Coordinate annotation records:
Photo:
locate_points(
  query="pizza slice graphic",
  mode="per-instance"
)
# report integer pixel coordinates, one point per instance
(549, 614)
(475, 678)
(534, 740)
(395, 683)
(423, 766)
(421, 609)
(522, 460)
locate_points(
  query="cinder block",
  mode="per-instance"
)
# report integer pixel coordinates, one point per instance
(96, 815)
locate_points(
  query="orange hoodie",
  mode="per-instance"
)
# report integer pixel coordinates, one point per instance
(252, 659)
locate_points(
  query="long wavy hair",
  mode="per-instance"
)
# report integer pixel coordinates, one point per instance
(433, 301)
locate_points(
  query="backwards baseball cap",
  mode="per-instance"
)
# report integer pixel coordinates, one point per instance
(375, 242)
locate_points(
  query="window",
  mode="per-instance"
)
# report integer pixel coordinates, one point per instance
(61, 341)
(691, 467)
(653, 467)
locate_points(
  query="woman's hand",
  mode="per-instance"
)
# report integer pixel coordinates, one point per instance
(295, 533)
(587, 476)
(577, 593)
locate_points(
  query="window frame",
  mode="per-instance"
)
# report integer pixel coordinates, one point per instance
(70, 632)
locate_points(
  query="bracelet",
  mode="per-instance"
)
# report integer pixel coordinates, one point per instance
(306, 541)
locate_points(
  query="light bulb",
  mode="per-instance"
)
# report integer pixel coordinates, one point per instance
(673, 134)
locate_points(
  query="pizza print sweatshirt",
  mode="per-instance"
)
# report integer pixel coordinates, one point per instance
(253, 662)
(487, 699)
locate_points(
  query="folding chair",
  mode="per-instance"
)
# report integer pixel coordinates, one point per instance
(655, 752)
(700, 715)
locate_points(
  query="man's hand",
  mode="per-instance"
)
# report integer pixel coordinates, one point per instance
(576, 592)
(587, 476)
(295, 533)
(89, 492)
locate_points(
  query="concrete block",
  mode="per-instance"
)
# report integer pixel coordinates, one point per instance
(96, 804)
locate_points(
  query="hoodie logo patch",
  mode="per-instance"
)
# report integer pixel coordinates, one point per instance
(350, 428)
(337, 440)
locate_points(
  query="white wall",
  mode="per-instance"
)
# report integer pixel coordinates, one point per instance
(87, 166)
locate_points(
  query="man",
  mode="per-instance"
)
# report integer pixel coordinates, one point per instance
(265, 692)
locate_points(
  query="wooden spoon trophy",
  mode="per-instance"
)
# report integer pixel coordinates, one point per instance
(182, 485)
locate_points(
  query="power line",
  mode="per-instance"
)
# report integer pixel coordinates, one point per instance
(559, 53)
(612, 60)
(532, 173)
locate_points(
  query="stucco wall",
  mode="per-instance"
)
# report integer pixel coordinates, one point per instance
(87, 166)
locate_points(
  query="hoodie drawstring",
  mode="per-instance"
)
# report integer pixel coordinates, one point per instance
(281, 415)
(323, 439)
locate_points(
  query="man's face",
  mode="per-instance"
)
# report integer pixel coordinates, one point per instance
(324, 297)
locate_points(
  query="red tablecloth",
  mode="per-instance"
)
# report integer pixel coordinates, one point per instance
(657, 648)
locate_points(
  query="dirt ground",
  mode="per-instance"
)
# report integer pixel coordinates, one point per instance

### [Task statement]
Once more, set down the full listing, verbatim.

### [Result of the exercise]
Photo:
locate_points(
  query="pizza slice graphic",
  mode="per-instance"
)
# report integer pixel coordinates, one point per instance
(549, 614)
(475, 678)
(534, 740)
(395, 683)
(423, 766)
(421, 609)
(522, 460)
locate_points(
  query="cinder block",
  mode="per-instance"
)
# report integer pixel coordinates, one point per instance
(96, 815)
locate_points(
  query="orange hoodie",
  mode="per-instance"
)
# report integer pixel coordinates, one point per instance
(252, 659)
locate_points(
  query="long wavy hair",
  mode="per-instance"
)
# report integer pixel coordinates, one point per instance
(433, 301)
locate_points(
  query="backwards baseball cap",
  mode="per-instance"
)
# report integer pixel coordinates, one point per instance
(375, 242)
locate_points(
  query="window",
  mode="per-instance"
)
# report integer pixel coordinates, one point per instance
(61, 341)
(691, 467)
(653, 467)
locate_points(
  query="woman's hand",
  mode="per-instance"
)
# report integer pixel coordinates, one point per instance
(295, 533)
(587, 476)
(577, 593)
locate_points(
  query="window frame",
  mode="per-instance"
)
# report integer pixel coordinates, one point per instance
(70, 632)
locate_points(
  query="bracelet",
  mode="per-instance"
)
# report integer pixel coordinates, one point per instance
(306, 541)
locate_points(
  query="light bulb",
  mode="per-instance"
)
# report integer pixel coordinates, one point per instance
(673, 134)
locate_points(
  query="pizza print sweatshirt",
  mode="per-instance"
)
# report integer pixel coordinates, one point per instance
(253, 662)
(487, 699)
locate_points(
  query="folding chair",
  mode="per-instance"
)
# report integer pixel coordinates, one point per instance
(655, 752)
(700, 715)
locate_points(
  query="man's hand",
  mode="per-instance"
)
# report integer pixel coordinates, one point per instance
(576, 592)
(587, 476)
(295, 533)
(89, 492)
locate_points(
  query="concrete block",
  mode="per-instance"
)
# report integer pixel coordinates, one point per instance
(96, 804)
locate_points(
  query="hoodie logo patch",
  mode="per-instance"
)
# report integer pixel coordinates, one point per instance
(350, 428)
(337, 440)
locate_points(
  query="white wall",
  mode="per-instance"
)
# report integer pixel coordinates, one point per instance
(87, 166)
locate_points(
  query="man",
  mode="per-instance"
)
# report integer pixel coordinates, one point per instance
(265, 692)
locate_points(
  query="wooden spoon trophy",
  mode="per-instance"
)
# report integer pixel coordinates, one point per instance
(182, 485)
locate_points(
  query="power line",
  mode="per-instance"
)
# report integer pixel coordinates, one point per instance
(559, 53)
(612, 60)
(532, 173)
locate_points(
  query="stucco wall",
  mode="per-instance"
)
# report integer pixel coordinates, one point per instance
(87, 166)
locate_points(
  query="hoodie drawstring",
  mode="per-instance"
)
# report integer pixel coordinates, one point per instance
(281, 415)
(323, 439)
locate_points(
  query="man's face",
  mode="per-instance"
)
# report integer pixel coordinates, one point per instance
(324, 297)
locate_points(
  query="red tablecloth",
  mode="per-instance"
)
# report integer pixel coordinates, one point per instance
(657, 648)
locate_points(
  query="dirt ground",
  mode="per-instance"
)
# report integer pixel coordinates, one point per instance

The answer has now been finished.